Task to complete: Resume the piece below about preparing to hike the Oregon section of the PCT, picking up right after its final sentence.

Given text:
##############################
Emma Gatewood was the first woman to hike the entire Appalachian Trail (2,168 miles). If you read about her, the first thing you’ll read is that she was 67 at the time, and then, because she’s a woman, you will read about how many children and grandchildren she had.

But here’s the most startling thing about Emma Gatewood’s 1955 trek: She wore Converse sneakers and carried an army blanket, a raincoat, and a plastic shower curtain in a homemade denim bag slung over one shoulder. That’s how she hiked. Damn.

At this very moment, a year from now, I will be hiking the Oregon section of the PCT, all 460 miles of it, from the Siskiyou Summit north across the crest of the Cascades to the Columbia River. I hesitated with the verb tense in the previous sentence. I will be. I considered writing “I might be” or “I hope to be” or some other waffle-ly statement. But I want to declare this intention without wiggle room.

I made the declaration to myself yesterday as I trudged up our access road for my first practice hike, a five-miler over to and up Spencer Butte with a lightly loaded pack. I’ve hiked a lot, including some tough backcountry day hikes in the Kootenays of British Columbia and the red rock country of southern Utah. The operative word there is day hikes.

I have only once in my life hiked, camped and then hiked some more, and that was back before the invention of moveable type. On my various day hikes since that time, I’ve never carried more than one of those little Camelback hydration packs. Yesterday I hoisted on, cinched in, buckled up, etc. a serious through-hike backpack, one of several pieces of gram-shaving high-tech equipment I’ve been acquiring.
##############################
Data block:
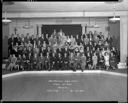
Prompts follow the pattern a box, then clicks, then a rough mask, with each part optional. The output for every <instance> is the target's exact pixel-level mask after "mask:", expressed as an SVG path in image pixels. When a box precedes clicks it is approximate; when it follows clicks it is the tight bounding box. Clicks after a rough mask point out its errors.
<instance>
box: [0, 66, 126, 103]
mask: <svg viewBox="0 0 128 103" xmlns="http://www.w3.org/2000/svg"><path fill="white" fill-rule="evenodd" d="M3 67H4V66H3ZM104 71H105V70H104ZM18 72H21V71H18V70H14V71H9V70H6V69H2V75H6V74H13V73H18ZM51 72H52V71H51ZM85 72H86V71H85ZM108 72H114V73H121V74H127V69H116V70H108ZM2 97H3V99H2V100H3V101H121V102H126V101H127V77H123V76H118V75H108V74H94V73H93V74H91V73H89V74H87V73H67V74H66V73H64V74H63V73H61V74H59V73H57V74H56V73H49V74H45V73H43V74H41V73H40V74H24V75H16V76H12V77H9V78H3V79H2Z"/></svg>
##############################
Reply:
I plan to hike only the Oregon section – a third of Emma’s mileage – and I plan to outfit myself with ultra-light gear that will not include shower curtains.

Why the Oregon section? It’s my homage to the state I fell in love with at first sight, the state that’s been my home for pretty much all of my adult life, the state that continues to leave me breathless with its beauty (and generally the politics ain’t bad either). Also, hiking the entire PCT takes more than 5 months. The Oregon section… maybe 5 weeks. Note that one of my reasons is NOT “I couldn’t possibly hike the entire PCT.” Maybe I could. Maybe I couldn’t. After I complete the Oregon section, I’ll know better.

Why do this at all?

To see if I can.

Because of Emma Gatewood.

And because, as Gandhi famously said: “You must be the change you want to see in the world.” And I want to see the end of ageism.